··· Source extract ···

Bats are critical to many ecosystems across the globe, and their elimination would have countless negative environmental and economic impacts. To some extent, we have already seen the impacts of lack of bats in areas most severely impacted by White nose syndrome such as the Northeastern United States. Bats consume millions of insects worldwide, helping control the populations of insects that damage crops and spread disease in humans (Kunz et al 2011). Kasso et al (2013) estimated that 99% of crop pests were controlled in some capacity by bat predation.
If insect populations exploded due to loss of bats, the estimated monetary damage to crops was estimated to be $74/acre for the US by Boyles et al (2011), meaning global loss of bats over 378 million acres of farmland globally could cost close to $273 billion (fao.org). As a result, the price of food would increase, causing financial strain on families and restaurants. Perhaps the higher prices of fresh food would lead to increased consumption of processed foods, further worsening the obesity crisis in the West. In addition, more volume of toxic pesticides would be needed to control insect populations, releasing more chemicals into the environment. This would have untold environmental impacts and potentially health impacts such as cancer clusters in areas close to the farms.

··· Supplied data ···

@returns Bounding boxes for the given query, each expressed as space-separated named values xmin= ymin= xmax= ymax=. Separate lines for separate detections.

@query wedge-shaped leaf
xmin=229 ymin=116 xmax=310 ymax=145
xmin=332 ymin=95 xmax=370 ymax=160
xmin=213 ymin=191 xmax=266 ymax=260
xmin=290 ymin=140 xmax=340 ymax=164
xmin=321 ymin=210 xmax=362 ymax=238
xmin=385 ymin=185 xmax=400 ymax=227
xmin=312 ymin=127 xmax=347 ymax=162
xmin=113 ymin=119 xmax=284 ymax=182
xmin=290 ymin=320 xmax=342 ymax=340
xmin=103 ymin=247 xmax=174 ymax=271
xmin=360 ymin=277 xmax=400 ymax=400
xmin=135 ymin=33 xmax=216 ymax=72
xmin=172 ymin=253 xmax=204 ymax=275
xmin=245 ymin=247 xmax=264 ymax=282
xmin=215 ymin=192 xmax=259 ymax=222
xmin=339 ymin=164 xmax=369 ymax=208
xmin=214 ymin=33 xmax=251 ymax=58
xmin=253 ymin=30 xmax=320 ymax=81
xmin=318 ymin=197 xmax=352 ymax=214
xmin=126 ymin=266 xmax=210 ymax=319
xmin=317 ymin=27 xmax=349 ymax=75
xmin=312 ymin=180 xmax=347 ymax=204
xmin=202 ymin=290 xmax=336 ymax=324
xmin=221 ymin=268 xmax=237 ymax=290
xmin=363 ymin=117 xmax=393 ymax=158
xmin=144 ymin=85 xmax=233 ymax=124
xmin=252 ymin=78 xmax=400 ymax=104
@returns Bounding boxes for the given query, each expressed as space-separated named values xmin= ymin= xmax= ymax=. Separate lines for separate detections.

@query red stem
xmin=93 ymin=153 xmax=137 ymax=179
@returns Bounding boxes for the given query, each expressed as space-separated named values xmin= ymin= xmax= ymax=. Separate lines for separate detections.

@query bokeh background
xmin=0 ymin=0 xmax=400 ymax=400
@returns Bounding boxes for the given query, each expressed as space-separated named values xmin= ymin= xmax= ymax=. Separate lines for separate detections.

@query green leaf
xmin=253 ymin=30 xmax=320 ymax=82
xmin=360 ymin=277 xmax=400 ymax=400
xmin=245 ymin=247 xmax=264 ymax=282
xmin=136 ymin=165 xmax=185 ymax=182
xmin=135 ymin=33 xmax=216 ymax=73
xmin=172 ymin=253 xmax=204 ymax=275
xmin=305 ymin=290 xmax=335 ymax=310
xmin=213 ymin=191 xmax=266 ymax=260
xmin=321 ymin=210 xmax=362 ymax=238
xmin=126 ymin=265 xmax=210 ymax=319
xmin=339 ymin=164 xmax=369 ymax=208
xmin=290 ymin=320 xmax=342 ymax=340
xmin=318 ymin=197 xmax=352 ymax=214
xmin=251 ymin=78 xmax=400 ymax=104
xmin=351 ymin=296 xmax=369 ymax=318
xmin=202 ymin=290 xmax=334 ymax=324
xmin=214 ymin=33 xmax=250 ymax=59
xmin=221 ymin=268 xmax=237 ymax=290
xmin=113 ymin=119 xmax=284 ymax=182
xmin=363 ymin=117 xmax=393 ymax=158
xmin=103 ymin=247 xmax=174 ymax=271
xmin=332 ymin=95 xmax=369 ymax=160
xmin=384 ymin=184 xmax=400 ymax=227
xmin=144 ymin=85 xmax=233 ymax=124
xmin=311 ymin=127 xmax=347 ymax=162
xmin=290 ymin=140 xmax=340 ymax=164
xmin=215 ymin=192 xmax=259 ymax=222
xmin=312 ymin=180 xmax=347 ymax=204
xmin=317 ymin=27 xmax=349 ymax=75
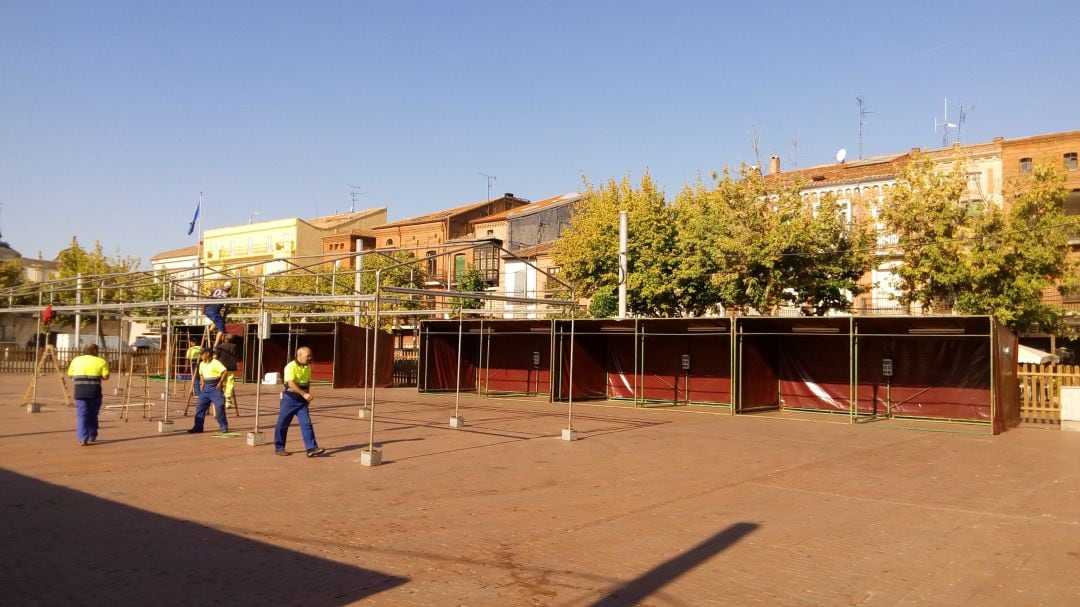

···

» Problem to solve
Write the next part of the passage on the loss of bats, picking up right after its final sentence. The lines stand apart from the passage on bats and belong to separate material.

» Exercise response
Bats are also important seed dispersers and pollinators, especially for tropical fruits such as mangos, papayas, and bananas (Boyles et al 2011). Without pollinators, these relatively common fruits could be damaged significantly and disappear from grocery stores. In desert habitats, bats pollinate cacti which are critical to the ecosystem. Without cacti, the ecosystem wouldn’t have enough water to support life in the dry climate (Frick et al 2013, Nobel 2002). Clearly, bats are critical to ecosystems across the globe and it is well worth investing in conservation now to prevent larger issues in the future.